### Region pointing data
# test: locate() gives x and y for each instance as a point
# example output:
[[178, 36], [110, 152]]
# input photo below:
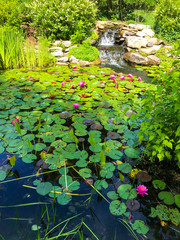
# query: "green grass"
[[84, 52]]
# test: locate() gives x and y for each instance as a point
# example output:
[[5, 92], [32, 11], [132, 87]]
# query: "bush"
[[160, 117], [84, 52], [10, 13], [61, 17], [167, 21]]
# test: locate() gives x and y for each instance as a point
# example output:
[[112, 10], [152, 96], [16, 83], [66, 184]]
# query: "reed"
[[16, 51], [11, 47]]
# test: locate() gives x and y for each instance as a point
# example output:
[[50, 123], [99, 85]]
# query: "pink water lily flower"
[[112, 77], [130, 75], [116, 85], [75, 105], [141, 189], [13, 121], [81, 84]]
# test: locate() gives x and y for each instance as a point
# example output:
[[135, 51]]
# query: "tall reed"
[[15, 51]]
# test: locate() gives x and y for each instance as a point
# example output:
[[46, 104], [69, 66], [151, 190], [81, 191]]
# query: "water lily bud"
[[13, 121], [81, 84]]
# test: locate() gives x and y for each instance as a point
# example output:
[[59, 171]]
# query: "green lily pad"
[[85, 172], [44, 188], [2, 175], [132, 153], [140, 227], [125, 167], [96, 148], [99, 184], [81, 163], [159, 184], [167, 197], [112, 195], [56, 190], [64, 199], [126, 191], [95, 158], [39, 146], [117, 208], [175, 215], [115, 154], [113, 144], [29, 158]]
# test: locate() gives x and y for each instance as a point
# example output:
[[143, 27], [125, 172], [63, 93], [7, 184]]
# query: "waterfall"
[[107, 38]]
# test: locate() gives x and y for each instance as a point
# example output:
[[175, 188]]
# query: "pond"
[[69, 157]]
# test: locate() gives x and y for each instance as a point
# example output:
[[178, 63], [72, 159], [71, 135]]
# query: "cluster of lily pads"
[[78, 121]]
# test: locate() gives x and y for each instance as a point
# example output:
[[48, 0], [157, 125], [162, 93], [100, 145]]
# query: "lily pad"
[[117, 208], [2, 175], [113, 144], [177, 200], [112, 195], [126, 191], [85, 172], [167, 197], [115, 154], [113, 135], [143, 176], [140, 227], [99, 184], [64, 199], [133, 204]]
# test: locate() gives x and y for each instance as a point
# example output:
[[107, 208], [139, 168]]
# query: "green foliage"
[[167, 21], [16, 52], [84, 52], [10, 13], [160, 119], [63, 18]]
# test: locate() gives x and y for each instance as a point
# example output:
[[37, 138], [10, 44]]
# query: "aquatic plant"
[[141, 189]]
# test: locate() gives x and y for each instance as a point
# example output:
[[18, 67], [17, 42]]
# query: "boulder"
[[136, 42], [57, 54], [151, 50], [63, 59], [55, 48], [139, 26], [67, 44], [135, 57], [148, 32]]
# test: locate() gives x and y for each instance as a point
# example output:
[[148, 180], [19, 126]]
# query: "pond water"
[[112, 56], [77, 150]]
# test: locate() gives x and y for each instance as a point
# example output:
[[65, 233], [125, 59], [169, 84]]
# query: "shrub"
[[61, 17], [167, 21], [84, 52], [10, 13]]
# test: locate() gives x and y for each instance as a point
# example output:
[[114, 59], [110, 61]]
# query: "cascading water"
[[112, 55]]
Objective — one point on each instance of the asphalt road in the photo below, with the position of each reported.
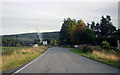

### How to complete this task
Each line of the data should be printed again exactly. Please leave pictures out.

### Task result
# test: locate() gives x and y for each instance as a point
# example output:
[[178, 36], [110, 152]]
# input photo below:
# query: "green grass"
[[84, 52]]
# test: locate() gives x and y for each instance as a point
# example output:
[[5, 92], [32, 11], [132, 87]]
# query: "bush"
[[160, 117], [84, 52], [10, 13], [61, 17], [167, 21]]
# test: locate() gives x and y for each instance as a point
# example output:
[[112, 10], [152, 96], [16, 83], [66, 184]]
# query: "reed"
[[16, 51], [11, 47]]
# test: locate() gives x and y for each instance as a point
# example output:
[[50, 123], [99, 85]]
# query: "pink water lily flower"
[[112, 77], [130, 75], [116, 85], [75, 105], [141, 189], [13, 121], [81, 84]]
# test: locate() gives x and y for each instance as a point
# example output:
[[135, 51]]
# query: "tall reed"
[[15, 51]]
# test: locate() gives x and y for each instance as a point
# example output:
[[46, 104], [69, 66], [151, 190], [81, 191]]
# query: "water lily bud"
[[13, 121], [81, 84]]
# test: locate() gives x and y for each instance as a point
# example output:
[[59, 171]]
# query: "green lily pad"
[[85, 172], [44, 188], [2, 175], [132, 153], [140, 227], [125, 167], [96, 148], [99, 184], [81, 163], [159, 184], [167, 197], [112, 195], [56, 190], [64, 199], [126, 191], [95, 158], [39, 146], [117, 208], [175, 215], [115, 154], [113, 144], [29, 158]]
# test: locate() gives x and y for each instance as a point
# example output:
[[143, 27], [125, 172], [63, 93], [7, 184]]
# query: "waterfall"
[[107, 38]]
# test: locate() gives x and y for each instance as a point
# example output:
[[175, 188]]
# query: "pond"
[[69, 157]]
# test: locate() gives x and y for each instance as a point
# example output:
[[178, 63], [72, 159], [71, 135]]
# query: "cluster of lily pads"
[[78, 121]]
# test: locate() gives x and y for each instance as a point
# example output:
[[48, 0], [157, 125], [162, 93], [100, 145]]
# query: "lily pad"
[[117, 208], [2, 175], [113, 144], [177, 200], [112, 195], [126, 191], [85, 172], [167, 197], [115, 154], [113, 135], [143, 176], [140, 227], [99, 184], [64, 199], [133, 204]]
# test: locate() gives x and y for each instance as a point
# example output:
[[107, 208], [139, 168]]
# query: "green foliage"
[[167, 21], [16, 52], [84, 52], [10, 13], [160, 119], [63, 18]]
# test: locate() gives x and y for each instance as a point
# example output:
[[37, 138], [10, 44]]
# query: "aquatic plant"
[[141, 189]]
# test: locate() gives x and y for each instance as a point
# example output:
[[18, 67], [17, 42]]
# query: "boulder"
[[136, 42], [57, 54], [151, 50], [63, 59], [55, 48], [139, 26], [67, 44], [135, 57], [148, 32]]
# test: locate() gives x and y for each instance as a point
# example output:
[[148, 180], [19, 126]]
# query: "pond water"
[[112, 56], [77, 150]]
# test: locate() gives x and y for each instance as a point
# example output:
[[65, 233], [125, 59], [169, 84]]
# query: "shrub"
[[61, 17], [167, 21], [84, 52], [10, 13]]
# test: locate() gives x and y for each instance as a point
# example output:
[[114, 59], [110, 61]]
# query: "cascading water"
[[112, 55]]
Objective — one point on each instance of the asphalt road in the photo below, with the position of each reported.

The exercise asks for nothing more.